Start of PROVIDED RECORDS

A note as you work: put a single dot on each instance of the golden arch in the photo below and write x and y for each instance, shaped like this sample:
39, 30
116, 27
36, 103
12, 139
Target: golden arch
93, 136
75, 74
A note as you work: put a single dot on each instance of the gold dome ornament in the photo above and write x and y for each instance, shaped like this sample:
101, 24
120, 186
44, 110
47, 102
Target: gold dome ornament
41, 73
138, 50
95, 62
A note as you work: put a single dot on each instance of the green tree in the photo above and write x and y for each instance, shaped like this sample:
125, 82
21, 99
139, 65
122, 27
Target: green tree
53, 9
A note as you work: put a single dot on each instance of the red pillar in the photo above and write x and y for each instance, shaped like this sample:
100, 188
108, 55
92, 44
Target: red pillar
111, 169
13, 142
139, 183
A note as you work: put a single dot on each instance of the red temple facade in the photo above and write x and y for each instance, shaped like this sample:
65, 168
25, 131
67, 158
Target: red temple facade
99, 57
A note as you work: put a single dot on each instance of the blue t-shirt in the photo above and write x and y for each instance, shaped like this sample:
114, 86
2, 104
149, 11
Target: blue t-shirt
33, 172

End of PROVIDED RECORDS

Write the material out exactly, with nothing left out.

A note as you work: put a single dot on each instance of the golden arch in the photo below and write x and y for each instance, shaped like this sample:
39, 30
116, 27
36, 103
12, 139
Target: golden arch
93, 136
75, 74
A note as you work: put a single dot on each instance of the gold dome ornament in the photo above and write x and y for each instance, shaped like this sample:
101, 24
120, 186
44, 110
47, 102
Target: gold dome ornament
41, 73
138, 50
95, 62
A note as you work: put a single dot on each instance of the green tree in the photo above and write x and y for each instance, shaped like this sample:
125, 82
21, 99
139, 65
122, 27
Target: green tree
53, 9
A note as you work: put a single dot on each instance of the red pillar in the photo above and write x and y for each instance, shaped like this sample:
100, 188
108, 55
92, 44
Target: red pillar
111, 169
13, 142
139, 183
A note as you work: put a single dot on each instance of the red temple facade in the photo above and write x and y for each instance, shaped like this sample:
65, 168
25, 131
67, 158
Target: red temple facade
99, 57
A note as you work: put a single dot on each instance of the blue t-shirt in the photo above and write x and y for each instance, shaped like this sample:
114, 86
2, 104
149, 11
Target: blue t-shirt
33, 172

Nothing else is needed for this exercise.